§ Given task
Reproduce the entries below word for word, from the very beginning through the line that contains "0, 201, 720, 720", inclusive.

════

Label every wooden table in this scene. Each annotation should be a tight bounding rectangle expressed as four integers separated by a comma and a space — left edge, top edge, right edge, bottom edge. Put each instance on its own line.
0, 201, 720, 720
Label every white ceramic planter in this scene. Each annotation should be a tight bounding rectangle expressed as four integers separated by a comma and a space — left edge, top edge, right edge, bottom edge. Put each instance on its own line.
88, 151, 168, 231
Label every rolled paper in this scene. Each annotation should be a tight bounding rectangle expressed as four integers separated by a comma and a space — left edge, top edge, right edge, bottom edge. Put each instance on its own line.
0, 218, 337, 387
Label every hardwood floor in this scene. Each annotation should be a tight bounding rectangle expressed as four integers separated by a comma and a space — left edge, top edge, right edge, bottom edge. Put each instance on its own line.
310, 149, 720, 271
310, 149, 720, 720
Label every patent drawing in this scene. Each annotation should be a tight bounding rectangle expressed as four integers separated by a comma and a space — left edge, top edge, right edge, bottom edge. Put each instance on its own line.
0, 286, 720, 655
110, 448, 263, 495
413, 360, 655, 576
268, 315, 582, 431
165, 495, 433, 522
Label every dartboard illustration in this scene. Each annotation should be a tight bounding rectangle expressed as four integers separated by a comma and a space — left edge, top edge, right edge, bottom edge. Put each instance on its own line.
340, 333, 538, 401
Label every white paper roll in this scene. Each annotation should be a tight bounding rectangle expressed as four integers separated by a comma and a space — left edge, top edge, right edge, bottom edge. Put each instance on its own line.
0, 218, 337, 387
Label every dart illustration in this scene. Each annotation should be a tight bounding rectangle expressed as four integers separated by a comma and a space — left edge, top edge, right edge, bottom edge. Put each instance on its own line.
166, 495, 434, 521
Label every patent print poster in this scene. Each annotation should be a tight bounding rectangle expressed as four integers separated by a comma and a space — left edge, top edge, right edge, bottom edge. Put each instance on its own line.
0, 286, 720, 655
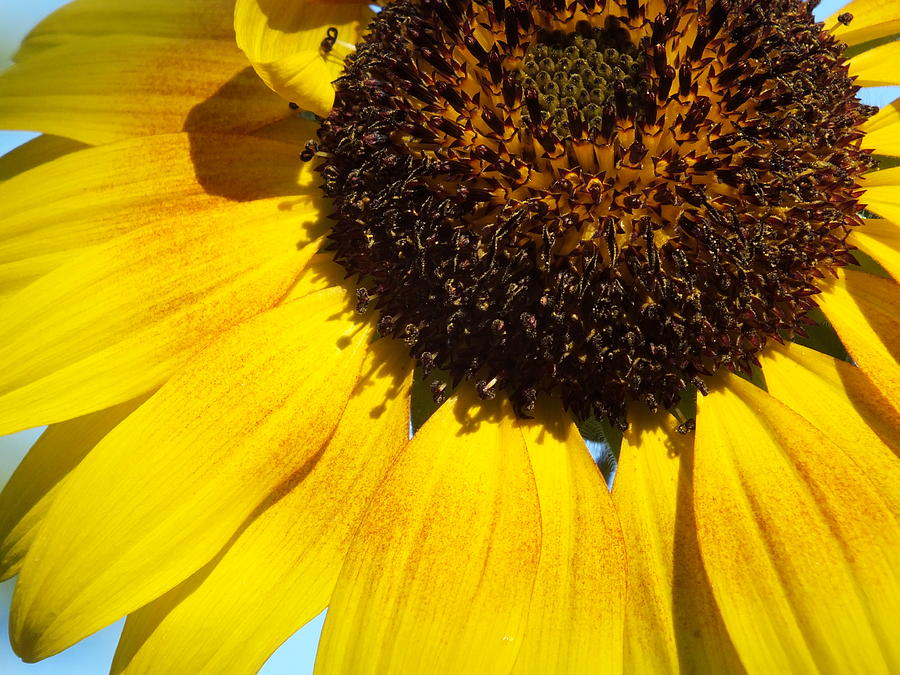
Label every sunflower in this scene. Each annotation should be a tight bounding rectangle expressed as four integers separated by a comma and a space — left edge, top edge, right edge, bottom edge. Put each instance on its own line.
0, 0, 900, 673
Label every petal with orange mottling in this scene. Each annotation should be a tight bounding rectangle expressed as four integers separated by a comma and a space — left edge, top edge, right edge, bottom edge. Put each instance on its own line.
817, 272, 900, 409
762, 345, 900, 518
316, 392, 541, 675
612, 406, 741, 673
112, 340, 412, 673
0, 35, 291, 144
850, 219, 900, 281
0, 202, 319, 433
0, 133, 319, 292
512, 401, 626, 675
10, 290, 371, 661
0, 397, 145, 579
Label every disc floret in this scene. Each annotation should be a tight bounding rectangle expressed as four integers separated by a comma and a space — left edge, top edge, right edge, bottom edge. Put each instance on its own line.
319, 0, 871, 426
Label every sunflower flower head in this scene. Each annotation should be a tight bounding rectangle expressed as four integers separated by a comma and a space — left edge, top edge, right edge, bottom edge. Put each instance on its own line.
318, 1, 873, 428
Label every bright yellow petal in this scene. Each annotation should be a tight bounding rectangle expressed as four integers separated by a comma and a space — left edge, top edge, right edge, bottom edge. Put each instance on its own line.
15, 0, 234, 63
0, 397, 145, 580
862, 99, 900, 157
0, 134, 89, 181
825, 0, 900, 45
0, 35, 291, 144
112, 340, 412, 673
850, 41, 900, 87
817, 272, 900, 409
0, 134, 318, 300
762, 345, 900, 518
10, 291, 370, 661
861, 166, 900, 222
0, 202, 320, 433
850, 218, 900, 281
694, 376, 900, 673
316, 392, 541, 675
613, 410, 741, 673
285, 253, 353, 301
512, 402, 625, 675
234, 0, 374, 117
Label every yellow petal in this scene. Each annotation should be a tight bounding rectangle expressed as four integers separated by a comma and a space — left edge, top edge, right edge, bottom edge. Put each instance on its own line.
850, 218, 900, 281
513, 402, 625, 675
861, 166, 900, 222
112, 340, 412, 673
762, 345, 900, 518
285, 253, 353, 301
694, 376, 900, 673
15, 0, 234, 63
825, 0, 900, 45
10, 291, 370, 661
0, 134, 318, 306
316, 388, 541, 675
0, 202, 319, 433
850, 41, 900, 87
817, 272, 900, 409
234, 0, 374, 117
0, 35, 291, 145
613, 410, 741, 673
862, 99, 900, 157
0, 397, 145, 580
0, 134, 89, 181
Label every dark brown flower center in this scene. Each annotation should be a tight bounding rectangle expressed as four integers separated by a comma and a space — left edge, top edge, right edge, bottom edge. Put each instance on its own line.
318, 0, 871, 426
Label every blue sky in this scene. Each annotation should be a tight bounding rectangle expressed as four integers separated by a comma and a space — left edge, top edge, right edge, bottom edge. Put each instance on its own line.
0, 0, 900, 675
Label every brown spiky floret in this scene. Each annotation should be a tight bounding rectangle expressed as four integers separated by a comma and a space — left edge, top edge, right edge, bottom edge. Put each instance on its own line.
318, 0, 871, 426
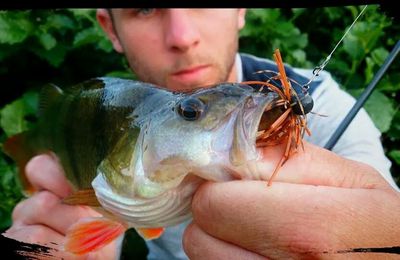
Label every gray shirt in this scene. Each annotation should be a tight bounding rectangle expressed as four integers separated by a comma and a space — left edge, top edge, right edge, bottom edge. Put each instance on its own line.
146, 55, 400, 259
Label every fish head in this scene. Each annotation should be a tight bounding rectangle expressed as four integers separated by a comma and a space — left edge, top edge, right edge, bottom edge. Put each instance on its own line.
92, 83, 282, 228
135, 83, 279, 196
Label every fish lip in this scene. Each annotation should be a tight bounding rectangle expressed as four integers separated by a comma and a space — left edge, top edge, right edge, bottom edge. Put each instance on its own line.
241, 92, 278, 160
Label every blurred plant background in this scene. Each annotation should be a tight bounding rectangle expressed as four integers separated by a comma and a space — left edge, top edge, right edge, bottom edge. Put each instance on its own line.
0, 5, 400, 259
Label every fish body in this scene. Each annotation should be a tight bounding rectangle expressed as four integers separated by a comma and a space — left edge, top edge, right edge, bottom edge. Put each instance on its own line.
5, 78, 284, 253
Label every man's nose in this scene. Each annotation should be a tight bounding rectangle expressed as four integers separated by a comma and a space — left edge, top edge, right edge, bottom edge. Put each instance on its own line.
165, 9, 200, 52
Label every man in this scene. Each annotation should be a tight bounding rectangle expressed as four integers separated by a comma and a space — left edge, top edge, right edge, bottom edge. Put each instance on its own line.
3, 9, 400, 259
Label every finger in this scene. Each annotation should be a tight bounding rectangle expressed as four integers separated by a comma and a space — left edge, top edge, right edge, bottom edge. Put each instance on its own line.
252, 142, 390, 189
3, 225, 90, 260
12, 191, 101, 235
3, 222, 65, 250
25, 154, 72, 198
192, 181, 400, 258
183, 221, 264, 260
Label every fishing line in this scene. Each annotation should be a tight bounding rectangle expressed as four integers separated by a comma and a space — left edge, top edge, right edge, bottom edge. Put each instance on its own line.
324, 40, 400, 150
302, 5, 368, 92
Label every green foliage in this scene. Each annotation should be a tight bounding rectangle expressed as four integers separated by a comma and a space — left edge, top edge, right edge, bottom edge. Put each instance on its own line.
0, 5, 400, 258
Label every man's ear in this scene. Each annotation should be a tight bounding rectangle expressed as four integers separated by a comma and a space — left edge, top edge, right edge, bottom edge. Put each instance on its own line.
96, 9, 124, 53
238, 8, 246, 30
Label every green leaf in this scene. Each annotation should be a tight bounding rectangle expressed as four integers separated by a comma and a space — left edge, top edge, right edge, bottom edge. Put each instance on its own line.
364, 90, 396, 133
343, 34, 365, 60
74, 28, 100, 47
38, 33, 57, 50
47, 14, 75, 30
388, 111, 400, 139
0, 11, 33, 44
0, 92, 37, 136
34, 44, 68, 68
371, 48, 389, 66
389, 150, 400, 164
0, 99, 27, 136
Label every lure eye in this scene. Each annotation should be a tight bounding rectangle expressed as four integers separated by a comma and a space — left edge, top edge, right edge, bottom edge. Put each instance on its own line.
292, 94, 314, 115
177, 98, 205, 121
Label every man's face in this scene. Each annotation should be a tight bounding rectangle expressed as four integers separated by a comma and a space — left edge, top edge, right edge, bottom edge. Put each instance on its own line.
97, 9, 245, 90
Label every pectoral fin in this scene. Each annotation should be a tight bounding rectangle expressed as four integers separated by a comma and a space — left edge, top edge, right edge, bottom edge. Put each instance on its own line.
136, 227, 165, 240
64, 218, 126, 255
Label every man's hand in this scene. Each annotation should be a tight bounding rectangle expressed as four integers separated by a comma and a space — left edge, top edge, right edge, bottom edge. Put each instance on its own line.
183, 143, 400, 259
4, 154, 118, 259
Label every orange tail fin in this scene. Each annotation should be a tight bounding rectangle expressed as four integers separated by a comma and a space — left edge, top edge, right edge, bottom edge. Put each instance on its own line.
136, 227, 165, 240
64, 218, 126, 255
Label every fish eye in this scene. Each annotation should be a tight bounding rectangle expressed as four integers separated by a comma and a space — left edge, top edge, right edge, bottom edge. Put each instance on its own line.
177, 97, 205, 121
292, 94, 314, 115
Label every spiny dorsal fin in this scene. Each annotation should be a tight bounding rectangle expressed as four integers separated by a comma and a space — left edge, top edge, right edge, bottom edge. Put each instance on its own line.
39, 84, 63, 115
63, 188, 101, 207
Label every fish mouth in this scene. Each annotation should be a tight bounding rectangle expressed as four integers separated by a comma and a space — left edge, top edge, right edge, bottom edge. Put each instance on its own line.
231, 92, 281, 165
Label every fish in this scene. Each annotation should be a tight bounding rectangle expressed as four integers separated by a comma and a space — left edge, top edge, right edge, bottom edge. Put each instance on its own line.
4, 48, 312, 255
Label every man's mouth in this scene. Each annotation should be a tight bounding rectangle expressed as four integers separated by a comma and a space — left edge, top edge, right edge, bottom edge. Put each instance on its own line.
172, 65, 209, 82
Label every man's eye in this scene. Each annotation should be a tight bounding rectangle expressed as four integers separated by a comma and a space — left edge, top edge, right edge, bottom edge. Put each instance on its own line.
136, 8, 156, 16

════

§ Worked answer
Label every wooden table in this scene. Each annotation should be a tight bounding rectangle expressed as four integers separated by a comma and a space — left edge, top edge, right edge, bottom edge. Put each instance on its own line.
0, 201, 720, 720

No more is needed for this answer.